-- BEGIN DATA FOR THE TASK --
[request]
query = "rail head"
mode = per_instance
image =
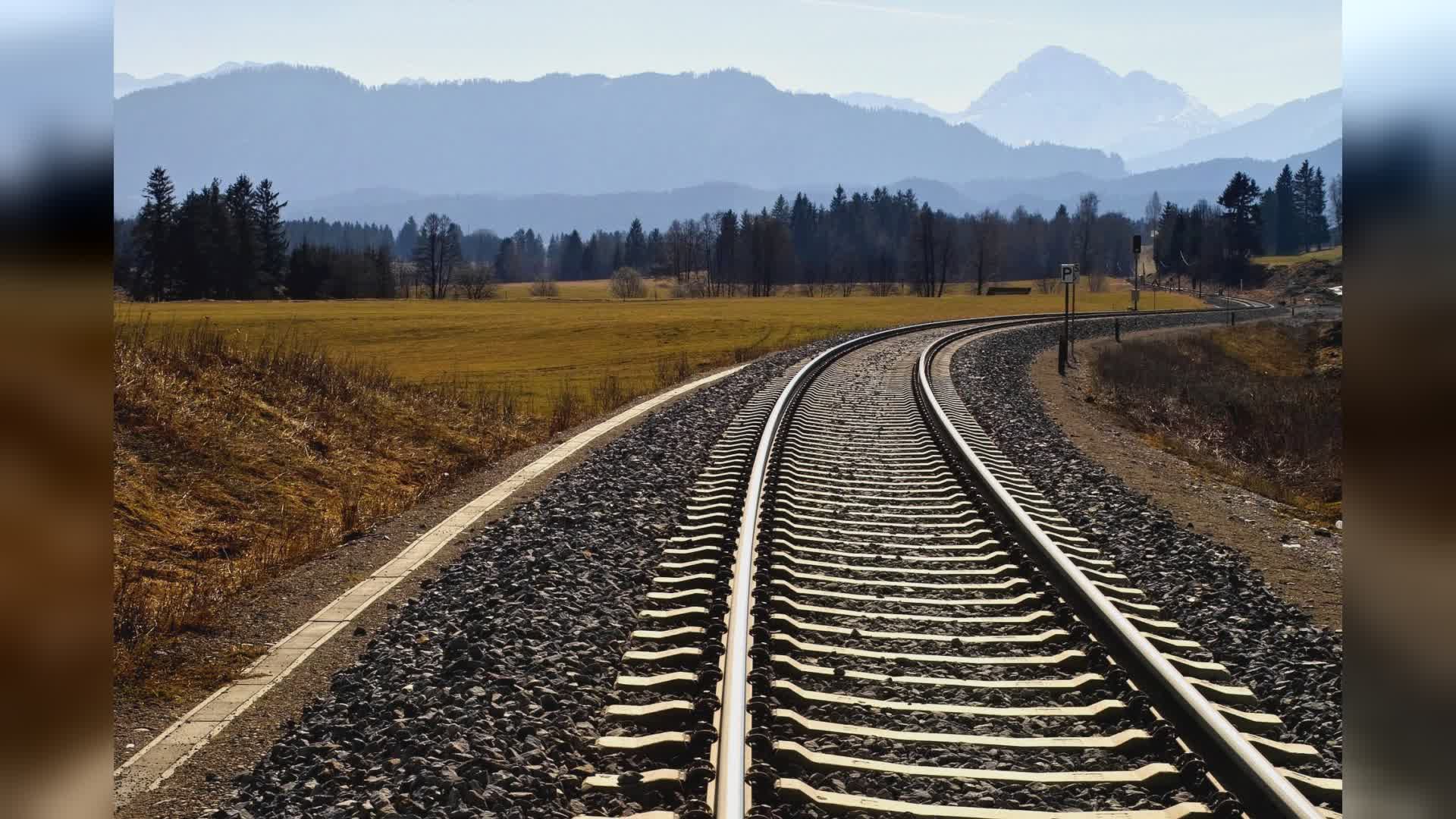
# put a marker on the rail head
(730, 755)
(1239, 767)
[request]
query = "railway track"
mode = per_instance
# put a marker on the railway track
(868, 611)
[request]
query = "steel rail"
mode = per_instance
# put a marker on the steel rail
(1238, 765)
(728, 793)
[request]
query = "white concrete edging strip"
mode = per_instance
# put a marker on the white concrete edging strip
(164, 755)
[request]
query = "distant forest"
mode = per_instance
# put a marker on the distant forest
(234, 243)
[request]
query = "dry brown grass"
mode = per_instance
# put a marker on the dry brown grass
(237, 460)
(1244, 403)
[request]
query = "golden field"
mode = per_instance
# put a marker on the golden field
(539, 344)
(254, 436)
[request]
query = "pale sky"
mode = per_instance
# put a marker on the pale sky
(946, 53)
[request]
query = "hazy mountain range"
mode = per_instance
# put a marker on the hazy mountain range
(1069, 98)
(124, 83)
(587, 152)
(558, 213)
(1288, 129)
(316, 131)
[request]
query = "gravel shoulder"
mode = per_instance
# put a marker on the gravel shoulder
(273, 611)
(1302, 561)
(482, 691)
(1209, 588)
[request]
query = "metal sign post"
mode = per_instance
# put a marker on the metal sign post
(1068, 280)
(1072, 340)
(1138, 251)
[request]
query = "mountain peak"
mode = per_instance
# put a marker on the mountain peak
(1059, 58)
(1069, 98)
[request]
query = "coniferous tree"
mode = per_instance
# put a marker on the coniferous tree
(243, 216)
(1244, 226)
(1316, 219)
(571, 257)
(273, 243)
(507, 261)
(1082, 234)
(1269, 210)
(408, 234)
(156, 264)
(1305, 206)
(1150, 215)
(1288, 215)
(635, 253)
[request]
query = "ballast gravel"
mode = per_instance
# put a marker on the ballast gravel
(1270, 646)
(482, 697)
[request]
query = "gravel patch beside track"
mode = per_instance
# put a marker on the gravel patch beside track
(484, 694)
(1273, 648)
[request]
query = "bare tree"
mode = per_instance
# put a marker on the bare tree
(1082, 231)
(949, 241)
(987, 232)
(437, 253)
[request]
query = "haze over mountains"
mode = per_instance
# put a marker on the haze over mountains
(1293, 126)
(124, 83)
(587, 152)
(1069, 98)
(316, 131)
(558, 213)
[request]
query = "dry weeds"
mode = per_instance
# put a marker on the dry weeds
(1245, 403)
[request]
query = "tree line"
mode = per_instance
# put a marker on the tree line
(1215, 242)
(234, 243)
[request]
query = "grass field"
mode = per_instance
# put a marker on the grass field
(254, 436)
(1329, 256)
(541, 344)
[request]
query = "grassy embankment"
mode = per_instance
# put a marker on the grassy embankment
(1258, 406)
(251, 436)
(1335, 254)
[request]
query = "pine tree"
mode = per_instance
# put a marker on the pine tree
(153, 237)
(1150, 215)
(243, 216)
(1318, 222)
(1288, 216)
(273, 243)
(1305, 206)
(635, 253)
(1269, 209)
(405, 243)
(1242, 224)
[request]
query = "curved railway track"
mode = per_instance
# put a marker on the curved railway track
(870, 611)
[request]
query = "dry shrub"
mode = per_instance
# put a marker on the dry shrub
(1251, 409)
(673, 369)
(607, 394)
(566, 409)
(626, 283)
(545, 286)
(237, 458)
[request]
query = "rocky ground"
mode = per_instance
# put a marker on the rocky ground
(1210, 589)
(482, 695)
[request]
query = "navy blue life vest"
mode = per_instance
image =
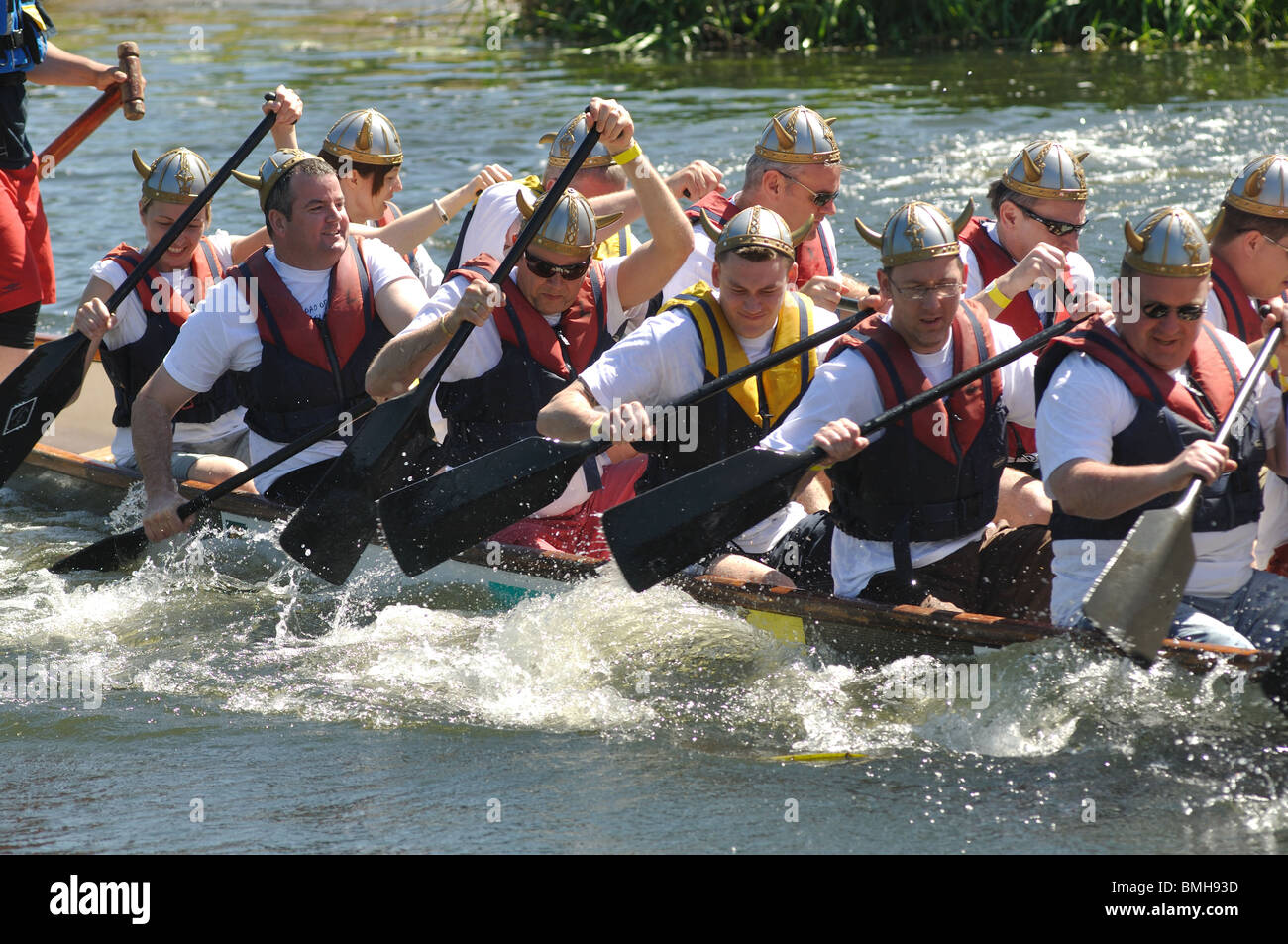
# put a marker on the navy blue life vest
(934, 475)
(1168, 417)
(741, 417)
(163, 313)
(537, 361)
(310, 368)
-- END DATA FOR THE TASK --
-- BEGIN DATA FOR THE TASK --
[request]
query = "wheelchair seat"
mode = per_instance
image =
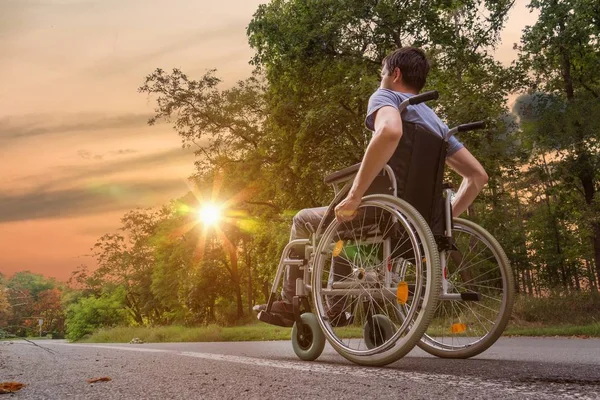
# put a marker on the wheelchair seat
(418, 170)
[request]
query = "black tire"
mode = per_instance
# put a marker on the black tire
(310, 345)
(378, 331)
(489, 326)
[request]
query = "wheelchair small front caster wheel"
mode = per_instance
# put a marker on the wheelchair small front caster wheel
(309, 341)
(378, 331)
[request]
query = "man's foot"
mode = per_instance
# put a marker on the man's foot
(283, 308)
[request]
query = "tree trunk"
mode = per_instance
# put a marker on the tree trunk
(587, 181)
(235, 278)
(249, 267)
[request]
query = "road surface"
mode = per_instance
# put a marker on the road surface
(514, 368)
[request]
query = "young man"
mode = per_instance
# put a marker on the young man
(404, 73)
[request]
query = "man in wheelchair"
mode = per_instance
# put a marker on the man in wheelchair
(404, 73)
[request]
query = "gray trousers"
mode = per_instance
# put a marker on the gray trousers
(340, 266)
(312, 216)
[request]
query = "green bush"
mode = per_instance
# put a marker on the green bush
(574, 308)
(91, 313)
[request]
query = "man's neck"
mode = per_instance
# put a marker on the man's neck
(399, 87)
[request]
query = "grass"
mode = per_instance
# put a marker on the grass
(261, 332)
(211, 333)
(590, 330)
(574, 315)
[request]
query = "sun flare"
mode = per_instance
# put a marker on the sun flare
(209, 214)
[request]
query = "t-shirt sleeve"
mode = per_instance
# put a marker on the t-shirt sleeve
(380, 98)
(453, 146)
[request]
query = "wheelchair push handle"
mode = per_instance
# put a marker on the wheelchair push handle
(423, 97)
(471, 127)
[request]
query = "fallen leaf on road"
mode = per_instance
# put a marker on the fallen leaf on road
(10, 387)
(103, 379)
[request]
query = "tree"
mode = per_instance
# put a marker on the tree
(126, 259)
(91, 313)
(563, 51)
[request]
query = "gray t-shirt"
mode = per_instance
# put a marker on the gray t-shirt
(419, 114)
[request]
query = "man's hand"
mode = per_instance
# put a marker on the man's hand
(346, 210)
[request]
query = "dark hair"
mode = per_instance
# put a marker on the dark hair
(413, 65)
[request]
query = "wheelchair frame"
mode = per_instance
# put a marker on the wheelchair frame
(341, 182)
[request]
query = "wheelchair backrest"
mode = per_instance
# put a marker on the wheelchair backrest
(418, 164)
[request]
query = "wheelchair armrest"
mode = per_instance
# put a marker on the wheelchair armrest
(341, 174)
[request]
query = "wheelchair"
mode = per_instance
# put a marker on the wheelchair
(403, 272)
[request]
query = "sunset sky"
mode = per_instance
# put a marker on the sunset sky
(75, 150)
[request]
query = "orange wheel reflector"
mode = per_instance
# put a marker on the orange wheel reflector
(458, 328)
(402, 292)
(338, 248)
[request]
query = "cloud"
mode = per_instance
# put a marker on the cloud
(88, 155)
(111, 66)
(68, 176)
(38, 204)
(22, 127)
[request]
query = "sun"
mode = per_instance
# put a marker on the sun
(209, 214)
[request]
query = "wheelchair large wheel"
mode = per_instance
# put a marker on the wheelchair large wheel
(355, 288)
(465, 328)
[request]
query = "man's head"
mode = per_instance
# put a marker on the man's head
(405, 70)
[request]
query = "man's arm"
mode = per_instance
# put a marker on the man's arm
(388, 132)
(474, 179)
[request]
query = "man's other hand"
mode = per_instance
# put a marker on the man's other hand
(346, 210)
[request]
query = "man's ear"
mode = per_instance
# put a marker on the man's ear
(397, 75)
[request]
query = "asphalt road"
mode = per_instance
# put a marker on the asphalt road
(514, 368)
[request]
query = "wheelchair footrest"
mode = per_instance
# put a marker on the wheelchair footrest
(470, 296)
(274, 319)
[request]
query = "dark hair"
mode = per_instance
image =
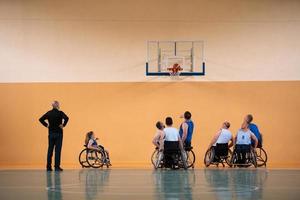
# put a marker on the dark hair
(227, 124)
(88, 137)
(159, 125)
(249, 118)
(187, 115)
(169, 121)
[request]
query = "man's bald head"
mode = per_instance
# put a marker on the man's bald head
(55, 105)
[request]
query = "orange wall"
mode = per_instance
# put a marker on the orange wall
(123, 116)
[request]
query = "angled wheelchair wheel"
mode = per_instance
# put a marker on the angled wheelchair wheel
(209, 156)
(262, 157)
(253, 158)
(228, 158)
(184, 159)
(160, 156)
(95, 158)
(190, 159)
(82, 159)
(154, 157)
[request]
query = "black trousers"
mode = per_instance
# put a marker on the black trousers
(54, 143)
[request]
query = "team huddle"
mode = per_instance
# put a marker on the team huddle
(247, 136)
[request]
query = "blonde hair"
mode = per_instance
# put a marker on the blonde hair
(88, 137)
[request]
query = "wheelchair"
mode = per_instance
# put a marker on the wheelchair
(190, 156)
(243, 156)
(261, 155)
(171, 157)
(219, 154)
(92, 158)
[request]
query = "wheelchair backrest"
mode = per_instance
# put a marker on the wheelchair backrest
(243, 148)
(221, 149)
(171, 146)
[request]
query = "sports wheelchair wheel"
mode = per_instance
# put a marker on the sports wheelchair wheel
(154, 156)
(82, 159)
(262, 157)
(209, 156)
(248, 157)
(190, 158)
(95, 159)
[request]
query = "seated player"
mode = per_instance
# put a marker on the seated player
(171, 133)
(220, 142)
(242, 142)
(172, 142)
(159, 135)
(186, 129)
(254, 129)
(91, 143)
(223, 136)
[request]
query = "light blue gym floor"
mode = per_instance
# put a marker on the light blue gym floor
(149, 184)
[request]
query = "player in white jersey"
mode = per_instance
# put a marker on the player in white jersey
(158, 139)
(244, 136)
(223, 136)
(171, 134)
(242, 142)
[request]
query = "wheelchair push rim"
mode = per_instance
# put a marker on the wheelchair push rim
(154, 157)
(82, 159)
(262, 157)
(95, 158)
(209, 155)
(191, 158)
-- END DATA FOR THE TASK --
-- BEGIN DATA FOR THE TASK --
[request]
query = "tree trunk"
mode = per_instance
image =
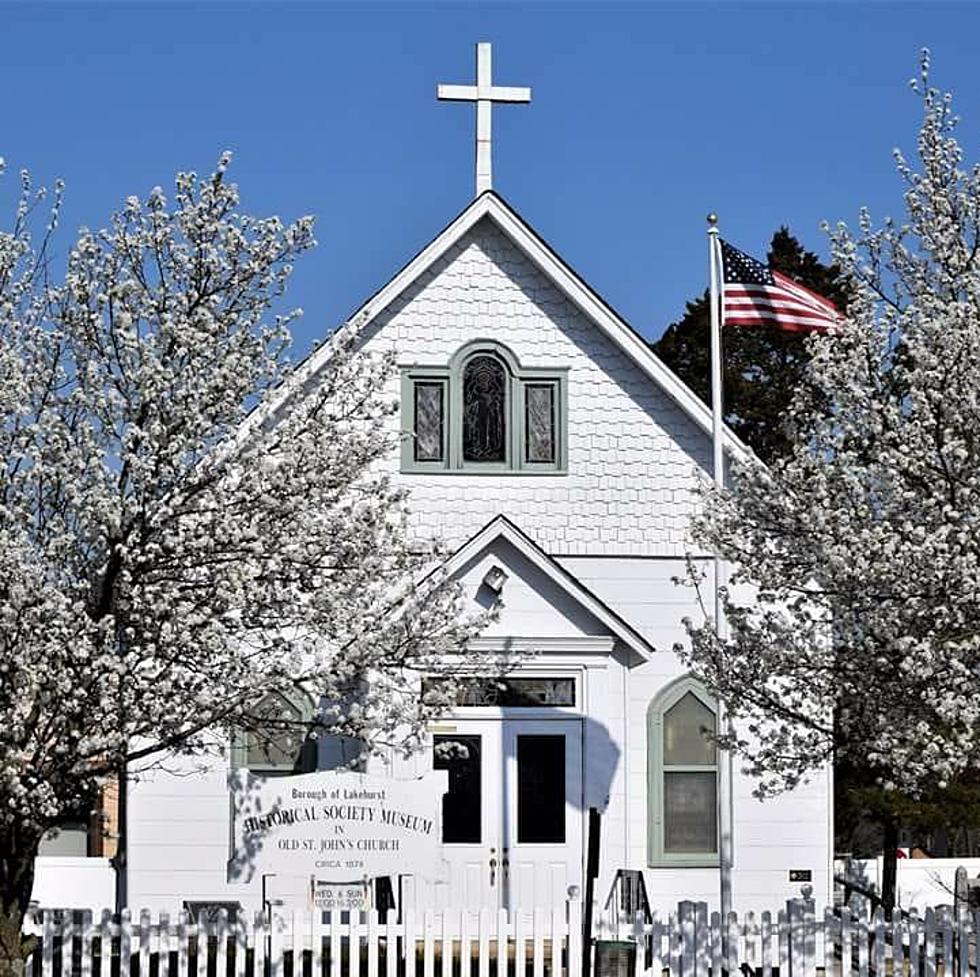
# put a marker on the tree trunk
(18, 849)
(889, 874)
-- END DATA FOR THE TASK --
*WHAT THIS TASK INVOLVES*
Identify every line in the material that contains the word "hazy", and copy each such line in full.

*RESPONSE TO THIS TASK*
query = "hazy mountain range"
# put a marker on the hazy mountain range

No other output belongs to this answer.